_Document segment:_
# No sound on CBS this evening?



## justapixel (Feb 3, 2008)

I'm in Sacramento. Just wondering if anybody else had no sound when recording CBS HD tonight. 

Survivor and CSI were silent. My D*TiVo had sound.

Sorry if this is the wrong forum to ask this - feel free to move the thread.


----------



## veryoldschool (Dec 10, 2006)

justapixel said:


> I'm in Sacramento. Just wondering if anybody else had no sound when recording CBS HD tonight.
> 
> Survivor and CSI were silent. My D*TiVo had sound.
> 
> Sorry if this is the wrong forum to ask this - feel free to move the thread.


Channel 13 [CSI] has sound here on my HR20.


----------



## spartanstew (Nov 16, 2005)

justapixel?

Welcome.

Survivor played just fine via Dallas locals.


----------



## justapixel (Feb 3, 2008)

So, it happened again tonight. This time though, I saw part of the show live and I heard sound. When I went to watch it recorded - no sound. This is only happening on CBS. It's the ex-list, a show I love, so I would really like to see it.

Any suggestions? I have an HR-21.


----------



## spartanstew (Nov 16, 2005)

I don't have a suggestion, so maybe someone else will chime in. However, I just checked and the audio's fine on my recording of ex-list.


----------



## Doug Brott (Jul 12, 2006)

Are you listening through the TV (2-channel) or via and audio system?


----------



## justapixel (Feb 3, 2008)

Doug Brott said:


> Are you listening through the TV (2-channel) or via and audio system?


Through the TV.

I hope I figure this out before The Unit tomorrow.


----------



## bonscott87 (Jan 21, 2003)

Have you restarted it, just in case? You never know, that may clear it. Strange only on one channel though.


----------



## justapixel (Feb 3, 2008)

bonscott87 said:


> Have you restarted it, just in case? You never know, that may clear it. Strange only on one channel though.


Yeah, restarted it. The next thing we are recording on that station is tonight. I guess I'll see then.

I've mirrored everything on my D*Tivo just in case.


----------



## tlrowley (Jun 21, 2007)

My KOVR recordings from Friday night are fine. Sorry, Ann, as much trouble as KOVR has had in the past, this time it seems like the problem is on your end.

Wanna come down and watch Ex-list - hubby won't watch with me


----------



## armophob (Nov 13, 2006)

CSI feed lost center channel here on the 16th. I think it was the national feed. They switched to pillar box SD about 15min in and then fixed the HD and fired it back up around 30min in. All you could hear was the music and sound effects.


----------



## Bob Hess (Jan 2, 2007)

justapixel said:


> I'm in Sacramento. Just wondering if anybody else had no sound when recording CBS HD tonight.
> 
> Survivor and CSI were silent. My D*TiVo had sound.

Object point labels

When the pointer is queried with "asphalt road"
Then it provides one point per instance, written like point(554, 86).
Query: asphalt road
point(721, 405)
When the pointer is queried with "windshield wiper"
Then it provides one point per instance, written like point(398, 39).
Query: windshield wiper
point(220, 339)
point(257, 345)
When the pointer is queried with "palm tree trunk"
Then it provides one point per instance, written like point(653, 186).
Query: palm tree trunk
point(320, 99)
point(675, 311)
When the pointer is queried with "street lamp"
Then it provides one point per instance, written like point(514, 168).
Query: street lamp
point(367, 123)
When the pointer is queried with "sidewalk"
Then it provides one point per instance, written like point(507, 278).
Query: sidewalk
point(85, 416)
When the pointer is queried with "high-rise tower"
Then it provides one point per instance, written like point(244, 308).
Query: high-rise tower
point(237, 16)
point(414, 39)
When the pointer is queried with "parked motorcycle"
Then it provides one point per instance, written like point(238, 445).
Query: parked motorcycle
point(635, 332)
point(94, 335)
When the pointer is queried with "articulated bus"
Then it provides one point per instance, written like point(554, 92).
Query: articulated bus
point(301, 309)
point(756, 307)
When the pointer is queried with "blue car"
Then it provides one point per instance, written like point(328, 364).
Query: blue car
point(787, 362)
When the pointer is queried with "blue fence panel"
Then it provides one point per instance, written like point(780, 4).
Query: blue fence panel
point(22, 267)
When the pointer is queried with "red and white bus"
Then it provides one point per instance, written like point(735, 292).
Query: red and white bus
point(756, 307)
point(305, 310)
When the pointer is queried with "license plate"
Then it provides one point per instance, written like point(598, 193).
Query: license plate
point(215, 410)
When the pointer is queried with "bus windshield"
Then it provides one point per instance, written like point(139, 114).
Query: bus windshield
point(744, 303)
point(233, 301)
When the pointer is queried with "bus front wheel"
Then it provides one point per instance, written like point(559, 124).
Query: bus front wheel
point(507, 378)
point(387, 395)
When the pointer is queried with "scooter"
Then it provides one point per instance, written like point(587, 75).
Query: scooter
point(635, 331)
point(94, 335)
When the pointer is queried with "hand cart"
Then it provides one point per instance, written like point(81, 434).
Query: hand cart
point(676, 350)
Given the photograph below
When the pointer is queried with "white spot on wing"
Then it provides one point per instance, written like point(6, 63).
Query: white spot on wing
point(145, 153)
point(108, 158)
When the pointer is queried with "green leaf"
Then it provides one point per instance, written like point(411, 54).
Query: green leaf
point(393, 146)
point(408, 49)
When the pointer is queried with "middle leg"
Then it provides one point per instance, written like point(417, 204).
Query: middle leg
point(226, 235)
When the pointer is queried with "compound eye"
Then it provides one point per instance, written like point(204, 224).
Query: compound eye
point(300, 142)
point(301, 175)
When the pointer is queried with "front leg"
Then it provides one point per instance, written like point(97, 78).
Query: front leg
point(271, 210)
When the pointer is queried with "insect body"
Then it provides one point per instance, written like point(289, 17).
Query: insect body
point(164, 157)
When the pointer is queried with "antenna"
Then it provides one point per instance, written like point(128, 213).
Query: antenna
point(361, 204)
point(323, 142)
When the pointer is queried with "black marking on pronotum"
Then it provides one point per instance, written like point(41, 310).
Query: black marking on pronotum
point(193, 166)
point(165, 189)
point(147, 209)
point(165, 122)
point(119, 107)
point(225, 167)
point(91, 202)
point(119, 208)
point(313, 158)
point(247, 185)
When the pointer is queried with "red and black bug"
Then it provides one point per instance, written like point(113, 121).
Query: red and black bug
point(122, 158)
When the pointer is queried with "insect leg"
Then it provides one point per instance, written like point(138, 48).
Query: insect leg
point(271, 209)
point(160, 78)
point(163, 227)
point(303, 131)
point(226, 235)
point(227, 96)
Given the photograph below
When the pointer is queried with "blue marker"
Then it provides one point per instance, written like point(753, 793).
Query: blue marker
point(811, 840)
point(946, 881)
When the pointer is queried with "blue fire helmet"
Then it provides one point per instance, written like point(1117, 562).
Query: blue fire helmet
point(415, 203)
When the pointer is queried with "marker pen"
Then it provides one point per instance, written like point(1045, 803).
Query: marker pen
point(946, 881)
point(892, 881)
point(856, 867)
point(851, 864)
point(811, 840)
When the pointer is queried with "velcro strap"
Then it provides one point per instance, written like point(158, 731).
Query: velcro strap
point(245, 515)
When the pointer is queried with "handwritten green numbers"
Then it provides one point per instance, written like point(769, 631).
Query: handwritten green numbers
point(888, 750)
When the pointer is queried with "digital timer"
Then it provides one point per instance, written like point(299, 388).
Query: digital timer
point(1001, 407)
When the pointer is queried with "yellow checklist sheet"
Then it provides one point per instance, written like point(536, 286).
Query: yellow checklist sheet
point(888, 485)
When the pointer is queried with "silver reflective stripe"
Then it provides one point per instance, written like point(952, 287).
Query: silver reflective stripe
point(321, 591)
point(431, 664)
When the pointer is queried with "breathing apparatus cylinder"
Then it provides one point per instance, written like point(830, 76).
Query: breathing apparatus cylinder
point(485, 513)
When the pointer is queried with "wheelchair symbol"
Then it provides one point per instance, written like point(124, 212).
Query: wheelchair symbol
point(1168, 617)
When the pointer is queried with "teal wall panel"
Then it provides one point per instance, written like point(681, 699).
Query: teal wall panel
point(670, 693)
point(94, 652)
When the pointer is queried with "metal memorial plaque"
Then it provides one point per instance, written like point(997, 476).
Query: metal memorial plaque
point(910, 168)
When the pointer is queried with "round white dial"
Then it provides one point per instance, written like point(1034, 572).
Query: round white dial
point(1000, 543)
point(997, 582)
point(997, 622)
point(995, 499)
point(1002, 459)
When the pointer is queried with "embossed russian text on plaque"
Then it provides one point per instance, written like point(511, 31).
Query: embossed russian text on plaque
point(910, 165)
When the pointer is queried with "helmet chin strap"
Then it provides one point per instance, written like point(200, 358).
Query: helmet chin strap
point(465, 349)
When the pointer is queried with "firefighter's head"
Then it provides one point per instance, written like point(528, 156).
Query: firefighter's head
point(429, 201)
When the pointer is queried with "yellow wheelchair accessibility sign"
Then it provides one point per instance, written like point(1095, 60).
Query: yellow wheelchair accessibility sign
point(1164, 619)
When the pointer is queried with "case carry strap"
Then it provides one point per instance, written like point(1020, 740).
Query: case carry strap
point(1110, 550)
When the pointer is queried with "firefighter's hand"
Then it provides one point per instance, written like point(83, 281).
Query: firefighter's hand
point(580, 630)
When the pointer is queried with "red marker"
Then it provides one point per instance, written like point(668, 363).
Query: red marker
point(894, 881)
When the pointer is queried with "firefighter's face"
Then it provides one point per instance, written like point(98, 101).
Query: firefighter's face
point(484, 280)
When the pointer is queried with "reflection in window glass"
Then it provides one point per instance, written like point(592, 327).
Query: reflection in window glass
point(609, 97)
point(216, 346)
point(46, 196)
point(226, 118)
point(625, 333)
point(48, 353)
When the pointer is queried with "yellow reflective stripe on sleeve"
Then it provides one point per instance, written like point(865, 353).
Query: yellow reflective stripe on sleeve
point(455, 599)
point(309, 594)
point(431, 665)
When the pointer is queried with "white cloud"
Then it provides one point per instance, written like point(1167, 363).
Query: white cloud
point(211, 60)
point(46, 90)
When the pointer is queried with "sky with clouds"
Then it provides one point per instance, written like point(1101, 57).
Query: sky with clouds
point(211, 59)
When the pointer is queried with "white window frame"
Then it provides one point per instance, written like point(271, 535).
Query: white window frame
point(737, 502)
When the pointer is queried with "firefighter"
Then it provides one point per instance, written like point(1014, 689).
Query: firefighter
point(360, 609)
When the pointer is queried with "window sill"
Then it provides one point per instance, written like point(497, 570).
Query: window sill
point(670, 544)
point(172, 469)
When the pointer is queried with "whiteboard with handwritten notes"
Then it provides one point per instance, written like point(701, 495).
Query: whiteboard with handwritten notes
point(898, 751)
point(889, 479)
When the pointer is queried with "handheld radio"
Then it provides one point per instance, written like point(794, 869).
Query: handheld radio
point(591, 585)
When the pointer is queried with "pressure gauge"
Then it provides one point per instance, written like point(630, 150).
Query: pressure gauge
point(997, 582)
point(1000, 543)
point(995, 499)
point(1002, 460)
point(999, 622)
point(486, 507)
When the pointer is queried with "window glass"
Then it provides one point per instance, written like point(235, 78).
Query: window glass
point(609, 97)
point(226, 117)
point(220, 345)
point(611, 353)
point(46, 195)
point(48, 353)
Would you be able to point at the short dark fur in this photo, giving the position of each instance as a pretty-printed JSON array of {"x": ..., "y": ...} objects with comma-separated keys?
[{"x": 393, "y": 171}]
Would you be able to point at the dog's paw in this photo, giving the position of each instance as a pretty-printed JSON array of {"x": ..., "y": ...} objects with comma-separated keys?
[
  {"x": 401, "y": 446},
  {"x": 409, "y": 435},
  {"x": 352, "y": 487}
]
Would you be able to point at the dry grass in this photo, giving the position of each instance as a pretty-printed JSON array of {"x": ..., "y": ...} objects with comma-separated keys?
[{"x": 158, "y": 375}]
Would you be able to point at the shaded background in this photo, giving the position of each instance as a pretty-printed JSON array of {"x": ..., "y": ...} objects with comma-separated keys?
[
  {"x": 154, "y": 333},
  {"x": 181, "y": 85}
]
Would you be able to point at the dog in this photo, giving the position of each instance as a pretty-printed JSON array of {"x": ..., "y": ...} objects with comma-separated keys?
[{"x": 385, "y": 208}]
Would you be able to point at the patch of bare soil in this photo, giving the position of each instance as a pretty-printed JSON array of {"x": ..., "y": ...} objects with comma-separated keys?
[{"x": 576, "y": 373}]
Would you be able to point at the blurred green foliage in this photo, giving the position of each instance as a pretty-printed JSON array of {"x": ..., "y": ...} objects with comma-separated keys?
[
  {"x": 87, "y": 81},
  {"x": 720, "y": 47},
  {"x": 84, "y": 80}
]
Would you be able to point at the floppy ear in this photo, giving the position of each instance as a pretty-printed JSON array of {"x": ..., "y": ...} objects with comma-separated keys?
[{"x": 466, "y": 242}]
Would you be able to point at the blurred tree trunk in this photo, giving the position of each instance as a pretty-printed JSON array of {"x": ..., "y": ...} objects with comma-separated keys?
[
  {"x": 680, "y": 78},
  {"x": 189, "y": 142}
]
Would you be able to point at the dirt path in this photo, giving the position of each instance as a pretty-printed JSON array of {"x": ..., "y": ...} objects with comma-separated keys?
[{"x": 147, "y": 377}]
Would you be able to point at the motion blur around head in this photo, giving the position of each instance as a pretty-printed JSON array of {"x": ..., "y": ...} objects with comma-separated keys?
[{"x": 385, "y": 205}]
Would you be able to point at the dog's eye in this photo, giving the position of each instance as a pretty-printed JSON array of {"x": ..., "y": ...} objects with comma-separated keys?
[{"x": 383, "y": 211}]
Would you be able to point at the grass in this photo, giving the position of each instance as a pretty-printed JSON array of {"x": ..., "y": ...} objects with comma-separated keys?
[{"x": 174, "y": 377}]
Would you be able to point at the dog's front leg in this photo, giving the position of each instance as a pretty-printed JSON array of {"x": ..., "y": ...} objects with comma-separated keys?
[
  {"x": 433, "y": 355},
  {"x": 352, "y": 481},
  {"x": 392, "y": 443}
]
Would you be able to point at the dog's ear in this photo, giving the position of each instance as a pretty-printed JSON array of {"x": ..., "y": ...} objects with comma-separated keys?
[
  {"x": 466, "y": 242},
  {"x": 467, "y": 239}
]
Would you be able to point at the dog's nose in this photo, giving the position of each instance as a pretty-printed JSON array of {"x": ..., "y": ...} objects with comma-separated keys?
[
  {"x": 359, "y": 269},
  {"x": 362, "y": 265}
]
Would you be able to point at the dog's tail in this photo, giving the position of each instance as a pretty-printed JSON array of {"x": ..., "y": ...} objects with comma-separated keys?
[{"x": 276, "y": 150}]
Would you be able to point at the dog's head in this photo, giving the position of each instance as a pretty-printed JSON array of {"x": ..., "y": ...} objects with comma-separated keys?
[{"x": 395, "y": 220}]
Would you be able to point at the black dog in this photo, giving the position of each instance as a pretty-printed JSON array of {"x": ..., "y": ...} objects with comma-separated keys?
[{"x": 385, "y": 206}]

_Request 1:_ Name every TV show that the posters in the forum thread mention.
_Request 2:_ Extract the lines of the listing from its first line through the line that contains "point(257, 345)", with both ends included.

_Correct result 1:_ Survivor, CSI, ex-list, The Unit

_Correct result 2:_
When the pointer is queried with "asphalt road"
Then it provides one point per instance, written like point(554, 86).
Query: asphalt road
point(721, 405)
When the pointer is queried with "windshield wiper"
Then it provides one point per instance, written like point(398, 39).
Query: windshield wiper
point(220, 339)
point(257, 345)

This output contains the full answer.